# RECORDS SHOWN start
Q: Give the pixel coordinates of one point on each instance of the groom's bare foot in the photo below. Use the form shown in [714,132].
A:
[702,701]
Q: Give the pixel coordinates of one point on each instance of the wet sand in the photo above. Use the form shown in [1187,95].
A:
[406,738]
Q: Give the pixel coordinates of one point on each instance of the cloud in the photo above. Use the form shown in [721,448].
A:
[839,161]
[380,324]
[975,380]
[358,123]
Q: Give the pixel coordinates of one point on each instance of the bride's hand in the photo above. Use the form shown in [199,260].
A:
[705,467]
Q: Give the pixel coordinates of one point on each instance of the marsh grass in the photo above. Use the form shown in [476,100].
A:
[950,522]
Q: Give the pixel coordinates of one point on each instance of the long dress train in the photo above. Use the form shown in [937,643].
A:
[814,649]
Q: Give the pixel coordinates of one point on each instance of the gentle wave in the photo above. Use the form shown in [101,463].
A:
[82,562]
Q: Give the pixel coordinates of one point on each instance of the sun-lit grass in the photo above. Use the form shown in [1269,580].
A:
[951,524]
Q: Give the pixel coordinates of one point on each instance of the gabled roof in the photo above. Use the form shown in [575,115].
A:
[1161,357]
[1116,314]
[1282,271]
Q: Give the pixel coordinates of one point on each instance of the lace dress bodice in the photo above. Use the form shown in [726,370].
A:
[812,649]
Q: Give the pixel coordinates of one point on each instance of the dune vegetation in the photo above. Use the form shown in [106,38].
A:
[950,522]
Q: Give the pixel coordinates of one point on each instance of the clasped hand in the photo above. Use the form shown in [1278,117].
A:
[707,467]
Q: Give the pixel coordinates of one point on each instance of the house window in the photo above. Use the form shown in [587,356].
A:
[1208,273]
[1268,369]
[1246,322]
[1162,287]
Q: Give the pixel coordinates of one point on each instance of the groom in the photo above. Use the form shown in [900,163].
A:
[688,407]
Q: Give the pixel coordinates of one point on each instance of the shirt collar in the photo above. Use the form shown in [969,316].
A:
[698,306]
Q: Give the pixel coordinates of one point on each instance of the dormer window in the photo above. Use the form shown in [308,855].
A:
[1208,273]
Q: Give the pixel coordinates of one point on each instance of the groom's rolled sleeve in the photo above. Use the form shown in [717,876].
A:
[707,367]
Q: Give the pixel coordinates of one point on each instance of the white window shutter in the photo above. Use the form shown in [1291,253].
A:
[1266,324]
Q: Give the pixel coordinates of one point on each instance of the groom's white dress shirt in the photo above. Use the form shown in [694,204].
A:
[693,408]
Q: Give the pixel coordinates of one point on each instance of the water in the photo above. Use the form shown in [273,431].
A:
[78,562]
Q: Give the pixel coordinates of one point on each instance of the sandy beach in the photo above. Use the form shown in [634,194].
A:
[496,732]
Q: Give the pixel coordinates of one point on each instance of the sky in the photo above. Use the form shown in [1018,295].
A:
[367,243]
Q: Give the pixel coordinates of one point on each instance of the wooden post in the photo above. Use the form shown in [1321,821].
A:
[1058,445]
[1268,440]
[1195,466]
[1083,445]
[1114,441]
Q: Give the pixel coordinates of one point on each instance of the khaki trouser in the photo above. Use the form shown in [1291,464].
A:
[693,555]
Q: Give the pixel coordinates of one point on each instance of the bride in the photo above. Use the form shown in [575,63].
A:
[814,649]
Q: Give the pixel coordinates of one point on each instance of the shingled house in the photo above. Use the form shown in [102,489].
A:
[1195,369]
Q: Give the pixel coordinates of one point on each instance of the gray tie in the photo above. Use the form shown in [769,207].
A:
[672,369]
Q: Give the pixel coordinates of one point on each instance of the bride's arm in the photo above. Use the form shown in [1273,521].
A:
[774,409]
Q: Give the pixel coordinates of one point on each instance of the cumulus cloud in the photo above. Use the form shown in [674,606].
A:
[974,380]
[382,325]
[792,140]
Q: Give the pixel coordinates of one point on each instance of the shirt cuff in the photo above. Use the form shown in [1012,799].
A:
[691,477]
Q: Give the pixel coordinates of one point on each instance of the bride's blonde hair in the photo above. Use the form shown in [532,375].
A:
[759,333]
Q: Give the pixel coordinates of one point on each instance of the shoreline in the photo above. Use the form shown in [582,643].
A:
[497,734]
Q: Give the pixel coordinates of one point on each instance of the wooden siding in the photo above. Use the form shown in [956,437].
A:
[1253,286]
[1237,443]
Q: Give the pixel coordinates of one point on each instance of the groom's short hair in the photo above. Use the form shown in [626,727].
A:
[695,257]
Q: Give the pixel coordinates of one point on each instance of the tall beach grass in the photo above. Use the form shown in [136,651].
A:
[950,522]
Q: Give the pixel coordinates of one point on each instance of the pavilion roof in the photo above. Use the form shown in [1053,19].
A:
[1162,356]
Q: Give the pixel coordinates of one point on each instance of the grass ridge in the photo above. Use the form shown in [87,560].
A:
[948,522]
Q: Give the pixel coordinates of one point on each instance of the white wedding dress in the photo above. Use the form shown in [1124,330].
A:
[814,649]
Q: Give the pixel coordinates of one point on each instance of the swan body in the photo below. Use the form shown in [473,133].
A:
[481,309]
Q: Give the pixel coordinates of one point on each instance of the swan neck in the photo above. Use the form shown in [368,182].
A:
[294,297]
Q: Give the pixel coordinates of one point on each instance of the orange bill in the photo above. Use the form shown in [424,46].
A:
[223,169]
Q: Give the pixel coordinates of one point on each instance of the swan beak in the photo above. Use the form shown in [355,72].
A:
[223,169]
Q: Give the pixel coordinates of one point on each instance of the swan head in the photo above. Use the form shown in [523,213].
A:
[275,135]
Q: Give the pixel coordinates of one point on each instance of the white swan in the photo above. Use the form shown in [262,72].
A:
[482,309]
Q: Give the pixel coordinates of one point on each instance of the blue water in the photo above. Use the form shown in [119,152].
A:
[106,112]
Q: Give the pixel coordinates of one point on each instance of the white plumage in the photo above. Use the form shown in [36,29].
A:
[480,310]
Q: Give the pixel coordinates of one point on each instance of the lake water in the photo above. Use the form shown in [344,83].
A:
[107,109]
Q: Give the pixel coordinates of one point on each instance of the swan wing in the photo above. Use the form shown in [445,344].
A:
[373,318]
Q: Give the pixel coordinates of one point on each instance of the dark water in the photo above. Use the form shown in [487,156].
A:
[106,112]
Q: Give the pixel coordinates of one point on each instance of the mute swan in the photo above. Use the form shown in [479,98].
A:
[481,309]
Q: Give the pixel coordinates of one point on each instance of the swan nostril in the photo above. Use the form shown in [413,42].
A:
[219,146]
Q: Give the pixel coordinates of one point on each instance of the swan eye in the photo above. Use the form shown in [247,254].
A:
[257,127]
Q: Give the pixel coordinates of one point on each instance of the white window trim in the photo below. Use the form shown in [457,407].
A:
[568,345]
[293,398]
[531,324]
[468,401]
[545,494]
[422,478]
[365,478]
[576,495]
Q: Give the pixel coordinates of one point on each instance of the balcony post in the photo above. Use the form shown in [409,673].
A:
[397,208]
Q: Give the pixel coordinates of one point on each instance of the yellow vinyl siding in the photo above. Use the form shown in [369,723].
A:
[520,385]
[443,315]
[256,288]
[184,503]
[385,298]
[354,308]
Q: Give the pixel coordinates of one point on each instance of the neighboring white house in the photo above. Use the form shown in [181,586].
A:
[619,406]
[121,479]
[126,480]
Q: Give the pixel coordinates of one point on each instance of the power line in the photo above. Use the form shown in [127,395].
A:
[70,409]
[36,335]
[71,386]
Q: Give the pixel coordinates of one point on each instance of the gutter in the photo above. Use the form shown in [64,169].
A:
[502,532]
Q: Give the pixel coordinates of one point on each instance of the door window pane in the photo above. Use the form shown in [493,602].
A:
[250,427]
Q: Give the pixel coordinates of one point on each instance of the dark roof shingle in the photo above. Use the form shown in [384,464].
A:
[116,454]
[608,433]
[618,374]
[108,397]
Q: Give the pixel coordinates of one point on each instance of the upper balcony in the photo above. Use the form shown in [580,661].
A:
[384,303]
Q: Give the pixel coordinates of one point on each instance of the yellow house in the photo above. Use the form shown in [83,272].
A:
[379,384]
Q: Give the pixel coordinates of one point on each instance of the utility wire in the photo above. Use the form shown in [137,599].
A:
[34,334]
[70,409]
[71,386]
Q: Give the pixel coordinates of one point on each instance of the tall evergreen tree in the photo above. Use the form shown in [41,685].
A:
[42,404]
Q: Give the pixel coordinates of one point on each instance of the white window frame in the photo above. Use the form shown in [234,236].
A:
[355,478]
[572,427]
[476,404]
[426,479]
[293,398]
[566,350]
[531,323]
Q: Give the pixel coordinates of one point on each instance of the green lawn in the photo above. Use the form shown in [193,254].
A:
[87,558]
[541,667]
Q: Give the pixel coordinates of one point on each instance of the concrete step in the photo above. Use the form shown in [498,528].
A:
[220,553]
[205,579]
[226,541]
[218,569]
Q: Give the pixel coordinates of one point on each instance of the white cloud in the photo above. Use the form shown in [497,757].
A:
# RECORDS SHOWN end
Only the lines from the one that contains "shown in [493,602]." to the end of the data should be output, exactly as they appear.

## CORRECT OUTPUT
Q: Give the pixel coordinates of one point on each instance of the door window pane in the photo above. Use the form shown in [493,602].
A:
[250,427]
Q: Give the pixel coordinates of one point on each instance of the dark roof shingle in the photo above. Use the form shown in [384,464].
A:
[116,454]
[608,433]
[618,374]
[108,397]
Q: Give the pixel coordinates of one point on each instance of the upper balcony in the photo above. Use the form shown in [580,661].
A:
[384,303]
Q: Give the pixel coordinates of one point on each instance of the yellow house in the photo above. Use the form shown in [83,272].
A:
[379,384]
Q: Give the pixel coordinates of one point on each instance of the utility wire in the photo above. Use the form shown in [137,599].
A:
[34,334]
[70,409]
[71,386]
Q: Give the pixel coordinates of one point on each instance of the tall evergreen tree in the photo above. Use the form shown in [41,685].
A:
[42,404]
Q: Give the pixel coordinates of one point on each instance of the white window frame in the photo above. Use the form shown in [234,236].
A:
[355,478]
[572,427]
[476,404]
[426,479]
[293,398]
[566,350]
[531,323]
Q: Give the pixel coordinates of one point on each instance of the green lawn in the photo above. Use the form shown in [193,254].
A:
[87,558]
[541,667]
Q: Give the pixel coordinates of one point on each instance of the concrete step in the photo above. Use the form shown in [498,528].
A:
[220,553]
[205,579]
[226,541]
[218,569]
Q: Give the pixel coordinates of one point on each instance of the white cloud in the photo above. Use the form shown in [497,757].
A:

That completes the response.